* _STATED EXERCISE_
Rewrite the material below, changing every "single-point marking" to "point annotation" and leaving everything else as it is.

* _DATASET EXCERPTS_

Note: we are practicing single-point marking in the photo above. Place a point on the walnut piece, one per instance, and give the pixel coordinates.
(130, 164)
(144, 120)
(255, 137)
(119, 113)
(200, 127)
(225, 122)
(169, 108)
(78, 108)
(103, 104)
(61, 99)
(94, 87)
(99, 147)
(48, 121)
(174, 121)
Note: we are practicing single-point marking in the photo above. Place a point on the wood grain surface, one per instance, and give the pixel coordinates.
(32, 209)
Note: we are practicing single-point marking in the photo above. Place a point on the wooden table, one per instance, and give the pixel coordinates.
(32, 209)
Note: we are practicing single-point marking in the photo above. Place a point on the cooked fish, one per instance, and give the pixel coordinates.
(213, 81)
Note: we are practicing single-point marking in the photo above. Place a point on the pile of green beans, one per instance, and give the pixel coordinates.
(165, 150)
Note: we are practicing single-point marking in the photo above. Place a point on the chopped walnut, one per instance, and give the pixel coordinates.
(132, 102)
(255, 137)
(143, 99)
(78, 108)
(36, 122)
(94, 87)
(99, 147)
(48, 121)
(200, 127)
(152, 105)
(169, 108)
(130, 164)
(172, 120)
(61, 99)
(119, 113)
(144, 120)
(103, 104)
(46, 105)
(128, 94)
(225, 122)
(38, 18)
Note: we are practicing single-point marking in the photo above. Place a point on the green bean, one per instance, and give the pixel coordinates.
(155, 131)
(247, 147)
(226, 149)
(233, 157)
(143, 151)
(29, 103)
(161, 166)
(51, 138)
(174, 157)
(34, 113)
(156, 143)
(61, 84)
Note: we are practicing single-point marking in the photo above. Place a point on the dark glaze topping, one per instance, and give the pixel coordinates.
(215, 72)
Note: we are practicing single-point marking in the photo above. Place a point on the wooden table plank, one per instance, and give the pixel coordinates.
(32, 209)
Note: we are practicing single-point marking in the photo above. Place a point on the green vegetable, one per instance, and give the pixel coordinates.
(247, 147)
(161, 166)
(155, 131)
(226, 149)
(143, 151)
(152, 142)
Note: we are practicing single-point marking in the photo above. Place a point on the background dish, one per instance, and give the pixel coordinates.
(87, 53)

* _ANSWER TO THIS TASK_
Note: we are practicing point annotation in the photo above. Place a point on the walnut piece, one per instance, and give the pixel coordinates.
(130, 164)
(144, 120)
(255, 137)
(119, 113)
(200, 127)
(225, 122)
(169, 108)
(78, 108)
(103, 104)
(61, 99)
(94, 87)
(99, 147)
(48, 121)
(174, 121)
Note: we are practicing point annotation in the photo above. Place a point on the wood grain surface, one per instance, and give the pixel coordinates.
(32, 209)
Note: we are practicing point annotation in the photo above. Place a point on the wooden table, one per instance, and give the pixel coordinates.
(32, 209)
Note: we are practicing point annotation in the photo above. Place a point on the cooked fish, one per instance, and give the pixel coordinates.
(213, 81)
Note: we are practicing point annotation in the photo above. Place a point on the pile of green beans, one per instance, and give the pixel coordinates.
(165, 150)
Note: we are practicing point annotation in the photo above. Place a point on the chopped walnut, one per instance, and give the pixel coordinates.
(132, 102)
(255, 137)
(143, 99)
(78, 108)
(36, 122)
(94, 87)
(99, 147)
(48, 121)
(200, 127)
(152, 105)
(169, 108)
(130, 164)
(172, 120)
(61, 99)
(119, 113)
(144, 120)
(103, 104)
(46, 105)
(128, 94)
(225, 122)
(38, 18)
Note: we are practicing point annotation in the photo above. Place a point on the green bean, one per instance, and give the pixel coordinates.
(155, 131)
(247, 147)
(226, 149)
(233, 157)
(143, 151)
(29, 103)
(161, 166)
(51, 138)
(174, 157)
(34, 113)
(156, 143)
(61, 84)
Note: we are practicing point annotation in the photo above. Place a point on the dark glaze topping, one per instance, and give the pixel coordinates.
(215, 72)
Note: we are practicing point annotation in the photo above. Place a point on the wooden table plank, one per instance, and give the pixel coordinates.
(32, 209)
Note: we are practicing point annotation in the photo above. Place a point on the green vegetable, one per instance, and give the pixel coordinates.
(247, 147)
(161, 166)
(155, 131)
(226, 149)
(143, 151)
(152, 142)
Note: we are practicing point annotation in the photo above. Place a point on the background dish, one per instance, and give the pixel coordinates.
(87, 53)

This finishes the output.